> Makale
* * * *
Nurettin Yıldız Hoca Efendi





Nurettin Yıldız hoca Şehzadebaşı ve Hacıbayram'da devam eden sohbetlerine ara vermeye karar vermiş. 
Sebep; malum mesnetsiz saldırı.
Kıymetli dostlar zaten din düşmanlarının amacı da bu değil mi. Türlü entrikalarla ulemayı köşeye sıkıştırıp, göz ya da ev hapsine alıp onları kabuğunun dışına taşmayacak bir markajda tutmak. Zaman içerisinde onları içine kapatarak etraflarını aydınlatmalarının önüne geçmek. Bir nevi izole ederek toplumdan uzaklaştırmak. Peki, samimiyetinden şüphe etmediğimiz, bu güne kadar İslam toplumunun aile düzenini korumak ve İslam toplumun ayakta durmasının temel unsurlarından biri olan aile kurumunu zedeleyici her türlü savurganlık ve vurdumduymazlıktan birey olarak Müslümanları uzaklaştırmak suretiyle toplumu ayakta ve dış saldırılara karşı mukavemet göstermek değil mi?
Peki, âlimlere saldıran ve son devrin yetiştirdiği bu güzide insanları toplum gözünde küçük düşürmeye çalışanlar kimler, bu gayretin içinde olanlar kimler?
Sayacak olursak;
İslam geleneğindeki aile kurumunu reddeden,
Avrupa’yı kendine put kabul eden,
Medeniyetlerin Avrupa'dan inkişaf ettiği Darvinist zihniyetli,
Hem kültürel merakları ve hem de yaşantıları ile aile kurumunun her gün bir dalını kesme gayretinde olan,
Entelektüel gözüken ama içi kurtlar tarafından kemirilmiş ihtişamlı çınar ağacı gibi duran en küçük rüzgârda kökünden devrilen kişi ve bu kişilerin meydana getirdiği kurumlar değil mi?
Öyleyse ne yapmalıydık?
Hocamız en güzelini bilir ama sohbetlerini iptal etmek şöyle dursun yeni sohbetlerle, Fatih Camii'nde, Hırka-i Şerif Camii'nde, hatta Süleymaniye ve Sultanahmet Camileri'nde boy göstermeliydi ki onu sindirmeye çalışanlar çekememezlikleri ve attıkları iftiraların hedefine ulaşamaması karşısında kendi kendilerini yeyip bitirsinler.
* * * *
> Toplanan veriler
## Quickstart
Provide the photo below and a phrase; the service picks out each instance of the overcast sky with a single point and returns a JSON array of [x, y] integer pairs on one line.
* * * *
> Yazılı yönerge
Yukarıdaki makalede "Sebep; malum mesnetsiz" sözlerinden "göstermek değil mi?" sözlerine kadar olan bölümü hiç değiştirmeden yazın.

> Görev yanıtı
Sebep; malum mesnetsiz saldırı.
Kıymetli dostlar zaten din düşmanlarının amacı da bu değil mi. Türlü entrikalarla ulemayı köşeye sıkıştırıp, göz ya da ev hapsine alıp onları kabuğunun dışına taşmayacak bir markajda tutmak. Zaman içerisinde onları içine kapatarak etraflarını aydınlatmalarının önüne geçmek. Bir nevi izole ederek toplumdan uzaklaştırmak. Peki, samimiyetinden şüphe etmediğimiz, bu güne kadar İslam toplumunun aile düzenini korumak ve İslam toplumun ayakta durmasının temel unsurlarından biri olan aile kurumunu zedeleyici her türlü savurganlık ve vurdumduymazlıktan birey olarak Müslümanları uzaklaştırmak suretiyle toplumu ayakta ve dış saldırılara karşı mukavemet göstermek değil mi?